Restate the records below word for word.

>> begin DATA FOR THIS TASK

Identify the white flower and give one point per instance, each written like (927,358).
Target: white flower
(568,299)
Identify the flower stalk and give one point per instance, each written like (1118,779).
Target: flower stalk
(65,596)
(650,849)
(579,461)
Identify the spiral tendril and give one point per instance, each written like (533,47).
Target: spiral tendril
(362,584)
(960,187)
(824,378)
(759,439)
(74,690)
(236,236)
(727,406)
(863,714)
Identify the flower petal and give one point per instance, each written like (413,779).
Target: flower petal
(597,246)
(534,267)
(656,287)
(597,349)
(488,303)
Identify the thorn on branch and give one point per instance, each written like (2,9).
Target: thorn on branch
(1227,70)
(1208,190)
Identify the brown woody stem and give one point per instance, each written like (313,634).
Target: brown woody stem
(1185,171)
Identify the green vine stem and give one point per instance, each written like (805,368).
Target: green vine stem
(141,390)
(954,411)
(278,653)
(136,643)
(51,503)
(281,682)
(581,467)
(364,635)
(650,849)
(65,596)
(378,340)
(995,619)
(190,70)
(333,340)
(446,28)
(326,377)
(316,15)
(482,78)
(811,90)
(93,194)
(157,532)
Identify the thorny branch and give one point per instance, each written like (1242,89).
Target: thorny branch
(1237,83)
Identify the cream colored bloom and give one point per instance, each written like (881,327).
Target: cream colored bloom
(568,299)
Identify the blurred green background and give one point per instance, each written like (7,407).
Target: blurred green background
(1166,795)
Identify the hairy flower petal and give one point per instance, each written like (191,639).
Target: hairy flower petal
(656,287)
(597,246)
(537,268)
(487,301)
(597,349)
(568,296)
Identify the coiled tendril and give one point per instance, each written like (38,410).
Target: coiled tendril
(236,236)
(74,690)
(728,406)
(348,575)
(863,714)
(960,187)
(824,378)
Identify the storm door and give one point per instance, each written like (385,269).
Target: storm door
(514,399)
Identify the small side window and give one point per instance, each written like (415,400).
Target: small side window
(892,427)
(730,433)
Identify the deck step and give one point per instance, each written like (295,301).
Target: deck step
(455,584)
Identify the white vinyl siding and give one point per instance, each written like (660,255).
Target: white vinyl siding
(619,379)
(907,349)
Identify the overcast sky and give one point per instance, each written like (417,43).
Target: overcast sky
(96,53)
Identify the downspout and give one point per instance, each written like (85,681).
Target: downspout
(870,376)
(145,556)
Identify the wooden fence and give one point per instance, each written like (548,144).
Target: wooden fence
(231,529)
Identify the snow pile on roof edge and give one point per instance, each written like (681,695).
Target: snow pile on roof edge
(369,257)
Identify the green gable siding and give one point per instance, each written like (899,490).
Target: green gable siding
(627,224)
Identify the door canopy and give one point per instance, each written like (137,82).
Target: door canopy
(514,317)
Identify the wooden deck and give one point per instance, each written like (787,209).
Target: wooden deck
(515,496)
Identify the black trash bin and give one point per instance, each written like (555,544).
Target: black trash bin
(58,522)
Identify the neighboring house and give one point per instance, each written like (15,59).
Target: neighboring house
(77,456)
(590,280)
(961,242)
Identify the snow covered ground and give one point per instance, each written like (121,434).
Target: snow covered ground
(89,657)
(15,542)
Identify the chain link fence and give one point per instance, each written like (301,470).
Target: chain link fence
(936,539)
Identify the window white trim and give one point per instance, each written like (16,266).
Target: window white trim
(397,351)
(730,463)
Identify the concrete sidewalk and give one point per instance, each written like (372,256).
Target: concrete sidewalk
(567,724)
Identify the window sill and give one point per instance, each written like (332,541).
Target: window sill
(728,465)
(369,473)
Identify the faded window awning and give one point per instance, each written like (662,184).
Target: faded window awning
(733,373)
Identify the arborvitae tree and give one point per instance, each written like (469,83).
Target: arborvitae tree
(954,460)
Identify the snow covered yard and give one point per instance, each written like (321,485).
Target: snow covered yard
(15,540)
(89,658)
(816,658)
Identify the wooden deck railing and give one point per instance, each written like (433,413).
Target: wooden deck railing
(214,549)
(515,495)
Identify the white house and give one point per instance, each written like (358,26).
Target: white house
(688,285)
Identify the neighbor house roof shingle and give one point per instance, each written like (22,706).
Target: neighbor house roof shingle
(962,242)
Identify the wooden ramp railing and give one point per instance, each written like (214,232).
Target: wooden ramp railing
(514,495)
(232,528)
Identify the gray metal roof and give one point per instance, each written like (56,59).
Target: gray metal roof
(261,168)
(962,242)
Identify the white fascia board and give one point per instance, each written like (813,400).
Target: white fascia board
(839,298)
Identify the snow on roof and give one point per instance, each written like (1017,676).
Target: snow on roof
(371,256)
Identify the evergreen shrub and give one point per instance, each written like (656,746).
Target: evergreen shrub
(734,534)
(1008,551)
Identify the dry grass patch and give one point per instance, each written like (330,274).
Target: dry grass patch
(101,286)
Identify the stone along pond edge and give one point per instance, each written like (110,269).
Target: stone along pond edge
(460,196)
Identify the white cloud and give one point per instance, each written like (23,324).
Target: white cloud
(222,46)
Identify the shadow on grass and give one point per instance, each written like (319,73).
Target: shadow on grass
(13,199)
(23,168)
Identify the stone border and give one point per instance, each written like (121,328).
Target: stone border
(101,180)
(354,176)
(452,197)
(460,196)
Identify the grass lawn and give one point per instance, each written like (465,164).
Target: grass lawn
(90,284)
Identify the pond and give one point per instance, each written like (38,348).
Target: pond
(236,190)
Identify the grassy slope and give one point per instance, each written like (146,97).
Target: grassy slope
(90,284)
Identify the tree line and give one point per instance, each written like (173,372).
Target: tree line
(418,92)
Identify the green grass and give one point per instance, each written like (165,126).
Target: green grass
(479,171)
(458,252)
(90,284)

>> end DATA FOR THIS TASK

● FINAL ANSWER
Identify the white flower and give one point per instance, each written like (927,358).
Target: white flower
(568,299)
Identify the flower stalk and give one point per instance, each written like (1118,779).
Target: flower stalk
(65,596)
(650,849)
(579,461)
Identify the spiral tendril and give one point per instance, each written like (533,47).
Target: spiral tendril
(362,584)
(960,187)
(824,378)
(759,439)
(74,690)
(236,236)
(727,406)
(863,714)
Identify the flower petal and give one point per instance, each written like (413,779).
Target: flower petal
(597,246)
(534,267)
(656,287)
(597,349)
(488,303)
Identify the thorn on branch and give one point per instance, each written like (2,9).
Target: thorn on branch
(1227,70)
(1208,190)
Identify the brown woody stem and give one point per instance, each written like (313,634).
Target: brown woody stem
(1185,171)
Identify the green vine stem and give one point per instance, each written like (805,368).
Target: green vine stem
(141,390)
(954,411)
(278,653)
(136,643)
(51,503)
(281,682)
(581,467)
(364,635)
(650,849)
(65,596)
(378,340)
(995,619)
(190,70)
(333,340)
(446,28)
(326,377)
(316,15)
(482,78)
(811,90)
(93,194)
(157,532)
Identify the thorny branch and give one point per instance, each written like (1242,89).
Target: thorny branch
(1237,83)
Identify the cream colored bloom and give one point per instance, each written like (881,327).
Target: cream colored bloom
(568,299)
Identify the blurred green background and give one point per instance, each written like (7,407).
Target: blurred green background
(1166,795)
Identify the hairy flower petal and give one point per instance, each written like (191,639).
Target: hairy flower petal
(656,287)
(597,246)
(537,268)
(487,301)
(597,349)
(568,296)
Identify the coiled tendril and give one point per instance, each written like (38,410).
Target: coiled tendril
(236,236)
(74,690)
(728,406)
(348,575)
(863,714)
(960,187)
(824,378)
Identify the storm door and give one point per instance, each written like (385,269).
Target: storm door
(514,399)
Identify the small side window and give one point per instance, each written like (415,400).
Target: small side window
(892,427)
(730,433)
Identify the deck step and give one point per instance, each written like (295,301).
Target: deck step
(455,584)
Identify the white vinyl siding and give one point per instance, each written like (660,255).
Target: white vinyl siding
(619,379)
(907,349)
Identify the overcast sky and give one point per instance, each written like (417,43).
Target: overcast sky
(96,53)
Identify the downspout and give one point per instance, each written like (85,681).
Target: downspout
(870,376)
(145,556)
Identify the wooden fence and give one point per instance, each written like (548,144).
Target: wooden fence
(231,529)
Identify the snow pile on roof edge and give one point per instance, each written like (681,695).
Target: snow pile on roof edge
(369,257)
Identify the green gable siding and give one point per instance, each written like (899,490).
Target: green gable siding
(627,224)
Identify the door canopy and give one point per instance, each written like (137,82).
Target: door canopy
(514,317)
Identify the wooden deck and give one point per instance, each written like (787,209).
Target: wooden deck
(515,496)
Identify the black trash bin and give one point per instance, each written like (555,544).
Target: black trash bin
(58,522)
Identify the neighboring house and give one point per instance, each written like (15,59).
Target: neighboring house
(77,456)
(590,280)
(961,242)
Identify the snow covered ground and give one point per instance, each written like (121,434).
Target: snow covered ground
(89,657)
(15,542)
Identify the chain link fence and give one point per instance, each written like (301,470).
Target: chain link fence
(936,539)
Identify the window white trim and give one point per instance, each written like (16,266).
Target: window white trim
(397,351)
(730,463)
Identify the concrete sidewalk and give one point per instance, each written like (372,256).
Target: concrete sidewalk
(567,724)
Identify the window sill and give one point per instance, each written like (332,541).
Target: window sill
(728,465)
(369,473)
Identify the faded window awning and give one point per instance, each written like (662,184).
Target: faded window awning
(733,373)
Identify the arborvitae tree and give one point per instance, each written like (469,83).
Target: arborvitae tree
(954,460)
Identify the snow covered yard and give one point per instance, each written like (321,485).
Target: snow covered yard
(15,540)
(89,658)
(816,658)
Identify the wooden deck railing and give one point per instance, each written like (433,413).
Target: wooden deck railing
(214,549)
(515,495)
Identify the white house and give one point per instance, each written like (358,26).
Target: white house
(688,285)
Identify the neighbor house roof shingle and give one point per instance, each written like (22,706).
Target: neighbor house roof shingle
(962,242)
Identify the wooden ramp railing and give one point per instance, each written like (214,232).
Target: wooden ramp railing
(514,495)
(232,528)
Identify the gray metal roof and give one point per instance, each written like (56,59).
Target: gray metal roof
(261,168)
(962,242)
Identify the white fascia board and give one point per instance, each written like (813,400).
Target: white fascia board
(839,298)
Identify the snow on roof and give one point per instance, each written like (1017,676).
Target: snow on roof
(371,256)
Identify the evergreen shrub and give one point per instance, each written like (656,746).
Target: evergreen shrub
(734,534)
(1008,551)
Identify the dry grass patch and give one point per instance, each written like (330,274).
Target: dry grass patch
(101,286)
Identify the stone along pond edge and give one point per instance, each written like (110,269).
Target: stone along pond edge
(460,196)
Identify the white cloud and give one point per instance, each written like (23,324).
Target: white cloud
(222,46)
Identify the shadow on grass and give one point per instance, each written like (319,73).
Target: shadow on grass
(13,199)
(23,168)
Identify the stone border and give one point per instance, each written like (121,328).
Target: stone border
(101,180)
(354,176)
(452,197)
(460,196)
Identify the grass lawn and give one point per instance, each written like (465,164).
Target: grass lawn
(90,284)
Identify the pond and give one point per instance, each written like (38,348).
Target: pond
(236,190)
Identify the grassy slope and give one point per instance, each written like (146,97).
Target: grassy slope
(90,284)
Identify the tree line and give one point per instance, each written like (173,372).
Target: tree line
(418,92)
Identify the green grass and give one point per instance, each written like (165,126).
Target: green grass
(479,171)
(458,252)
(90,284)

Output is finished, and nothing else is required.